» Exercise: The output should hold exactly, and only, the lines from the line bearing "Reviewer note: every instance of the heron's toe" through the last line of the listing below, and no pictures.

» Records for the task:
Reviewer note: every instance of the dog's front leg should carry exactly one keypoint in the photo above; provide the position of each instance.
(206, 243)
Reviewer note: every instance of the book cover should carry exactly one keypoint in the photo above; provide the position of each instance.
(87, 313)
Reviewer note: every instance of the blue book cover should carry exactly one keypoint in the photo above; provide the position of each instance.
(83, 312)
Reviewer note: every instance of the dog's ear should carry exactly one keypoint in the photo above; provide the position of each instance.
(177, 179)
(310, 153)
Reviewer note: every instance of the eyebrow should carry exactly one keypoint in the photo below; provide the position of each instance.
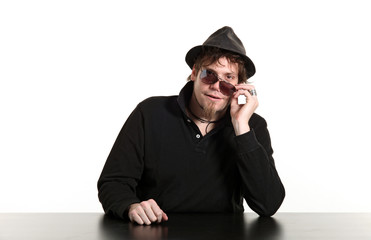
(213, 71)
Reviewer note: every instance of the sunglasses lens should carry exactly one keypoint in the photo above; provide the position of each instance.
(226, 88)
(208, 77)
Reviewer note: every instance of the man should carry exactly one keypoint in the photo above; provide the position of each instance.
(200, 151)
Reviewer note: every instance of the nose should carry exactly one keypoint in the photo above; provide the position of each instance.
(216, 85)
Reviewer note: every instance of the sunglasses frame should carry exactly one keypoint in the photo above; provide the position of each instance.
(226, 88)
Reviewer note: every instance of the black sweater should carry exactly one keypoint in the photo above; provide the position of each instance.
(160, 154)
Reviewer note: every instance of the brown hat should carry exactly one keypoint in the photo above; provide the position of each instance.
(226, 39)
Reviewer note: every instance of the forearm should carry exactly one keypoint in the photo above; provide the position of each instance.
(262, 187)
(116, 196)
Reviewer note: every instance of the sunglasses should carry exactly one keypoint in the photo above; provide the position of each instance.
(210, 77)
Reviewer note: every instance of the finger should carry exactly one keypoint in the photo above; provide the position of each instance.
(157, 211)
(134, 217)
(142, 214)
(164, 216)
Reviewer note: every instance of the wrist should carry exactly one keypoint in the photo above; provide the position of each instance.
(240, 128)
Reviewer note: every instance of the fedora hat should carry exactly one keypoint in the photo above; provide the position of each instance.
(226, 39)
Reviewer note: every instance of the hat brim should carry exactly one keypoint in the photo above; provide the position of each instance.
(195, 51)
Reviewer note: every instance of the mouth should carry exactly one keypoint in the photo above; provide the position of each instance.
(213, 97)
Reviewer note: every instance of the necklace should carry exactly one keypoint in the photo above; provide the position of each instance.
(203, 120)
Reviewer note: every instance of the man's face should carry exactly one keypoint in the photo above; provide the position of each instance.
(208, 96)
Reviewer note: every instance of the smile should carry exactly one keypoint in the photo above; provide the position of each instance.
(213, 97)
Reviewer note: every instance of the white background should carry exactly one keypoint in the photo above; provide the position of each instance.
(72, 71)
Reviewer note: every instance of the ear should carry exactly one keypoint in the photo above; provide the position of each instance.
(193, 74)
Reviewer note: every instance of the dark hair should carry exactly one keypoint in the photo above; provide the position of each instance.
(210, 55)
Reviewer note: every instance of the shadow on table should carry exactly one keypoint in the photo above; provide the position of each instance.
(194, 226)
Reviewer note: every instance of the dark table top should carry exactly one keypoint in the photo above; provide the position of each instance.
(282, 226)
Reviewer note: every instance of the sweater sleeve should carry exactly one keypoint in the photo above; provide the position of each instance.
(261, 184)
(123, 168)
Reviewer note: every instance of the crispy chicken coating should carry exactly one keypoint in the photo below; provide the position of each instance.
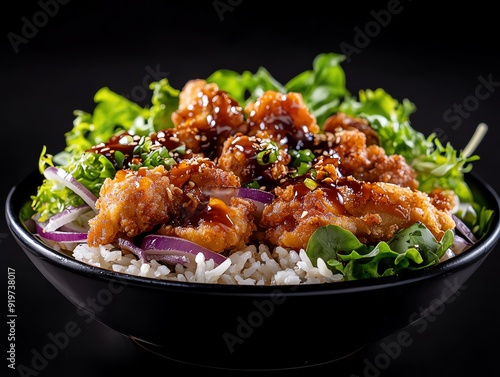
(133, 202)
(206, 117)
(243, 155)
(342, 121)
(373, 211)
(219, 227)
(141, 201)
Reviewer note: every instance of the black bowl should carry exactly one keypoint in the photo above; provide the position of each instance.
(252, 327)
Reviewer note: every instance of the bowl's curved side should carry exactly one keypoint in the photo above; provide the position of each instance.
(239, 327)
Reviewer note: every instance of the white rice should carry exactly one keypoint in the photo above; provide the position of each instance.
(251, 266)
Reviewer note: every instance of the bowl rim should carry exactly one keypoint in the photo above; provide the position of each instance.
(39, 250)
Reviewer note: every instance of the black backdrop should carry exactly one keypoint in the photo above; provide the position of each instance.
(56, 54)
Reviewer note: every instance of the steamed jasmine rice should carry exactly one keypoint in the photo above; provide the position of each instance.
(250, 266)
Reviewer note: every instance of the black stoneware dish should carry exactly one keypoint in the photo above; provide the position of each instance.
(251, 327)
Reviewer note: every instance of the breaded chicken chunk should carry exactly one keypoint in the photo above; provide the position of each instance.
(133, 202)
(372, 211)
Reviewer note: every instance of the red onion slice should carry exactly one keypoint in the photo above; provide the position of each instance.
(70, 182)
(137, 251)
(183, 250)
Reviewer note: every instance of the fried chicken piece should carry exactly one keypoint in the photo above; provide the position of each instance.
(364, 162)
(206, 117)
(132, 203)
(342, 121)
(283, 118)
(373, 211)
(219, 227)
(241, 154)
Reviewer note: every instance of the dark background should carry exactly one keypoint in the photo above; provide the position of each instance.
(436, 57)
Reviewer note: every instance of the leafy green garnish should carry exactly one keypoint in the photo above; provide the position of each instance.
(410, 249)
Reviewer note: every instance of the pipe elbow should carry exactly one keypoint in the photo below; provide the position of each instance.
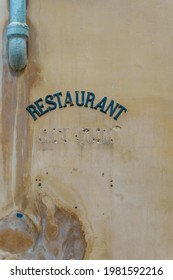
(17, 34)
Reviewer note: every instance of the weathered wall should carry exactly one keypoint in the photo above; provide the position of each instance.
(106, 199)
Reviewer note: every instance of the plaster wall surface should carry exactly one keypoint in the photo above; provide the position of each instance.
(115, 196)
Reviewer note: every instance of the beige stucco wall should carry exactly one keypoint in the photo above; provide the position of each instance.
(121, 49)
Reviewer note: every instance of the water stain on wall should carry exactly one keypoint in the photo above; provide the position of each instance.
(55, 233)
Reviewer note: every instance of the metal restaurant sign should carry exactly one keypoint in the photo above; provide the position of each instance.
(86, 99)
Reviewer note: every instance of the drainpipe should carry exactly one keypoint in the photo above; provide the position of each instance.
(17, 34)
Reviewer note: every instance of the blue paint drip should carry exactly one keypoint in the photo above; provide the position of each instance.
(19, 215)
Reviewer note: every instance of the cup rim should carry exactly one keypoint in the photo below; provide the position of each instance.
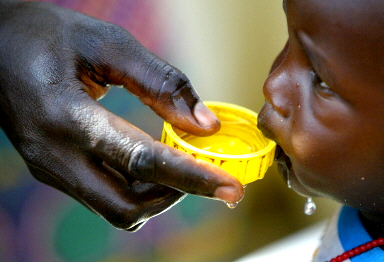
(270, 146)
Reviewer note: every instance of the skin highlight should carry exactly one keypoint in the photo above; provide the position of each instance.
(324, 104)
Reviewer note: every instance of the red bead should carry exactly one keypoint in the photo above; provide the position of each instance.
(381, 241)
(356, 250)
(362, 248)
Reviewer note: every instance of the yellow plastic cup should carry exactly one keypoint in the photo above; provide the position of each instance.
(239, 147)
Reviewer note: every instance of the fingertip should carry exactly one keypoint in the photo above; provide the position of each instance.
(229, 194)
(206, 118)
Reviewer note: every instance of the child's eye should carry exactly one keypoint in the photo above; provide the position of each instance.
(320, 85)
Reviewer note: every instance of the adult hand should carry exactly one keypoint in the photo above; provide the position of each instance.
(54, 64)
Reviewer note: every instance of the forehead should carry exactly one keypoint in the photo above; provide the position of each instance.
(348, 32)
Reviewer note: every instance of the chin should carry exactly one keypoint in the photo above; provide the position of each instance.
(286, 170)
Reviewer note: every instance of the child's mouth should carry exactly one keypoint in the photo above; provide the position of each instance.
(283, 164)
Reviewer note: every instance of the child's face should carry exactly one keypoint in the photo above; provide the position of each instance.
(325, 101)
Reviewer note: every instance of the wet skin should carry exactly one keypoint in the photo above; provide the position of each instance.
(54, 65)
(325, 104)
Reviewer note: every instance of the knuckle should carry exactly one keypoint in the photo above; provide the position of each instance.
(142, 161)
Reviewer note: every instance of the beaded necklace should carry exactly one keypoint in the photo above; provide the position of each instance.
(358, 250)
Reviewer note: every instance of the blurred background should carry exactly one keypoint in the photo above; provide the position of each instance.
(226, 49)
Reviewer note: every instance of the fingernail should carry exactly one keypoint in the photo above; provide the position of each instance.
(227, 194)
(204, 116)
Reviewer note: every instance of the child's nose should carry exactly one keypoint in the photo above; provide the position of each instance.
(278, 92)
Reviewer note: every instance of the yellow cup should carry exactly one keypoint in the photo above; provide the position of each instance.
(239, 147)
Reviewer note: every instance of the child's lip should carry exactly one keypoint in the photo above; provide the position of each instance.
(283, 162)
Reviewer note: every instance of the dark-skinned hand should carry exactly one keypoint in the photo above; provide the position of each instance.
(54, 65)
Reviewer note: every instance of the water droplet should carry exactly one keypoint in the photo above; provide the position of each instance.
(289, 184)
(232, 205)
(309, 207)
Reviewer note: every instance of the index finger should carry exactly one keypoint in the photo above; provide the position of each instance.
(116, 57)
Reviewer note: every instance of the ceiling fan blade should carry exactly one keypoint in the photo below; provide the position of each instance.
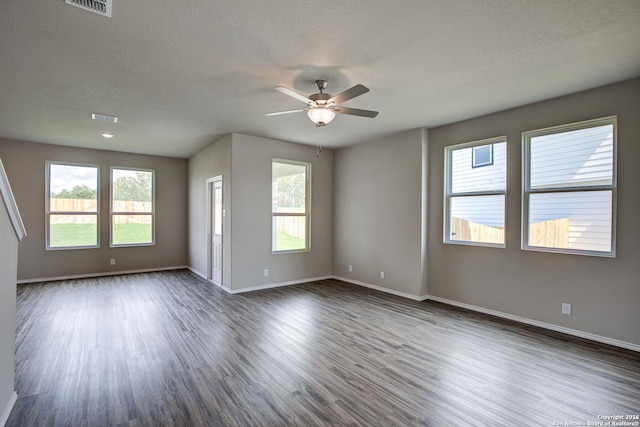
(348, 94)
(355, 112)
(277, 113)
(293, 94)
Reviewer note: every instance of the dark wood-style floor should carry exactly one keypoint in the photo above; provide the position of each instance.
(170, 349)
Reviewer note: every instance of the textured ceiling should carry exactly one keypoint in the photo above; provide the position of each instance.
(181, 74)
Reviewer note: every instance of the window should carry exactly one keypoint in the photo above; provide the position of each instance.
(482, 156)
(474, 207)
(72, 206)
(290, 207)
(569, 188)
(132, 207)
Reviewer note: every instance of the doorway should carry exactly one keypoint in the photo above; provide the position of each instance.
(215, 218)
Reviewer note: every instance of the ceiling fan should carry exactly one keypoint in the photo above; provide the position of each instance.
(322, 107)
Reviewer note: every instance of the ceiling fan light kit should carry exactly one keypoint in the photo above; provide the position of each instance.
(322, 107)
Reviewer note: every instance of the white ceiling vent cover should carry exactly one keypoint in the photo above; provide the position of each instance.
(101, 7)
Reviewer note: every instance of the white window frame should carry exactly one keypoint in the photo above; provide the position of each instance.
(475, 164)
(306, 214)
(448, 193)
(112, 213)
(527, 191)
(49, 212)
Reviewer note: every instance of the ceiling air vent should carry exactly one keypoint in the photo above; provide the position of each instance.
(101, 7)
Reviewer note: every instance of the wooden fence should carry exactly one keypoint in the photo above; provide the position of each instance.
(90, 206)
(470, 231)
(553, 233)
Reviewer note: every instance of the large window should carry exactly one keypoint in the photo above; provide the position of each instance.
(72, 206)
(290, 207)
(475, 191)
(132, 207)
(569, 188)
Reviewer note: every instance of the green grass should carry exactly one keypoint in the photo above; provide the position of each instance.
(286, 242)
(131, 233)
(71, 235)
(79, 235)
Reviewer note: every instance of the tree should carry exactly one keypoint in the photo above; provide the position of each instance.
(135, 188)
(78, 192)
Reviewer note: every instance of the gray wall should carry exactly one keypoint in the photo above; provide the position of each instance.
(8, 273)
(604, 292)
(247, 225)
(377, 213)
(25, 166)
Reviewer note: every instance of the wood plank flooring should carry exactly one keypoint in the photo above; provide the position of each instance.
(170, 349)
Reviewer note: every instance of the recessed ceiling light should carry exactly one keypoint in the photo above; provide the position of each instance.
(104, 118)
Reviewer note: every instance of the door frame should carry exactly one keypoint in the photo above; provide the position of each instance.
(210, 183)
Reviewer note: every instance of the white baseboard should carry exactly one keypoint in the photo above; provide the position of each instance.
(197, 273)
(275, 285)
(382, 289)
(110, 273)
(8, 408)
(544, 325)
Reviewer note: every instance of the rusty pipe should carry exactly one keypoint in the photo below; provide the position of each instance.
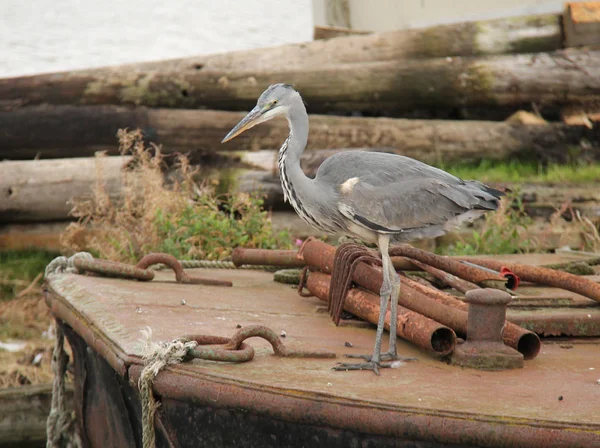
(241, 256)
(414, 327)
(451, 280)
(437, 305)
(180, 275)
(288, 258)
(446, 264)
(545, 276)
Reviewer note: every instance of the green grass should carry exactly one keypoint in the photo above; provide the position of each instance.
(518, 171)
(19, 268)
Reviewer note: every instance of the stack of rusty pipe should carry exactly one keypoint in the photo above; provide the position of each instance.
(428, 317)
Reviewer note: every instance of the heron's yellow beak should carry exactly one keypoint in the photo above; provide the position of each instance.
(254, 117)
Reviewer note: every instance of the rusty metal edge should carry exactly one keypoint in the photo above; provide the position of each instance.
(187, 383)
(372, 417)
(112, 353)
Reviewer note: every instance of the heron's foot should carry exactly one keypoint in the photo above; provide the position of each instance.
(387, 361)
(386, 357)
(370, 365)
(394, 357)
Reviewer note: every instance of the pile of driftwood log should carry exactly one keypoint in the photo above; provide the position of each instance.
(445, 94)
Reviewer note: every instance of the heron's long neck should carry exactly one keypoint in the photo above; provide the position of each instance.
(299, 190)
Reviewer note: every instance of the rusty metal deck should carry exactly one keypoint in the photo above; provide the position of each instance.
(553, 401)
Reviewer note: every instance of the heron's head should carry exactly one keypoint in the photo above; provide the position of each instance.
(274, 101)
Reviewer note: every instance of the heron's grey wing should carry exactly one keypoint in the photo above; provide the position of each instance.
(377, 168)
(412, 204)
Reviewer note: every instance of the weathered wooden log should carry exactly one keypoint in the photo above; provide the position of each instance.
(529, 34)
(71, 131)
(23, 414)
(40, 190)
(581, 24)
(548, 79)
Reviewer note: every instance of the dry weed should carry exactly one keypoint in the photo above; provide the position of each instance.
(170, 213)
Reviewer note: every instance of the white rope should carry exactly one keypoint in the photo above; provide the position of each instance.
(61, 429)
(65, 265)
(157, 356)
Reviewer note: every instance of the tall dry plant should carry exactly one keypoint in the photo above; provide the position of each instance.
(122, 228)
(158, 213)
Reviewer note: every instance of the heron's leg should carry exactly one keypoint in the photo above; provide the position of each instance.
(395, 282)
(385, 292)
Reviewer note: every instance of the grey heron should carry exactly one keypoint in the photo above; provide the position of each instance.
(378, 197)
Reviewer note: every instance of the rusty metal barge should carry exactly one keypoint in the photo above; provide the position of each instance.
(552, 400)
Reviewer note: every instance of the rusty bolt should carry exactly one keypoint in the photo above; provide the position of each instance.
(487, 314)
(484, 348)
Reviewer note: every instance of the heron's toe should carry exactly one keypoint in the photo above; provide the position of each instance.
(344, 366)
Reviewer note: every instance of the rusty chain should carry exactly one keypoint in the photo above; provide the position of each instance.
(217, 348)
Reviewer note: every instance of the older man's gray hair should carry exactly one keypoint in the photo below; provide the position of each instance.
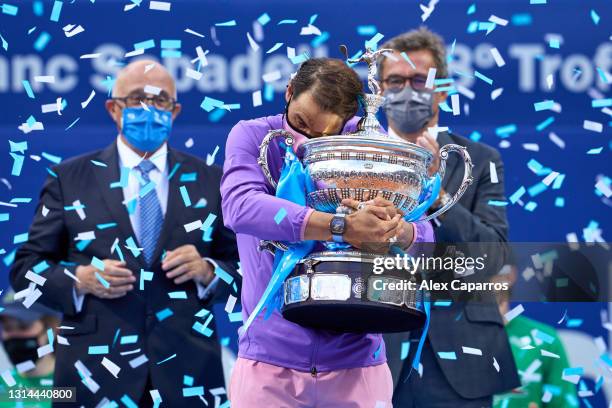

» Finished exercise:
Reviewer note: every instance of the heron's toe should carry exactly one keypoint in the photo above; provide the position of each instance.
(344, 366)
Reviewer note: every instance of the rusty chain should carry exactly one keypoint in the photo above; provide the position of each instance.
(217, 348)
Reviewer note: every instance of the older man's gray hair should carry exactly one keypoint in the photo below; provide the position of each instance.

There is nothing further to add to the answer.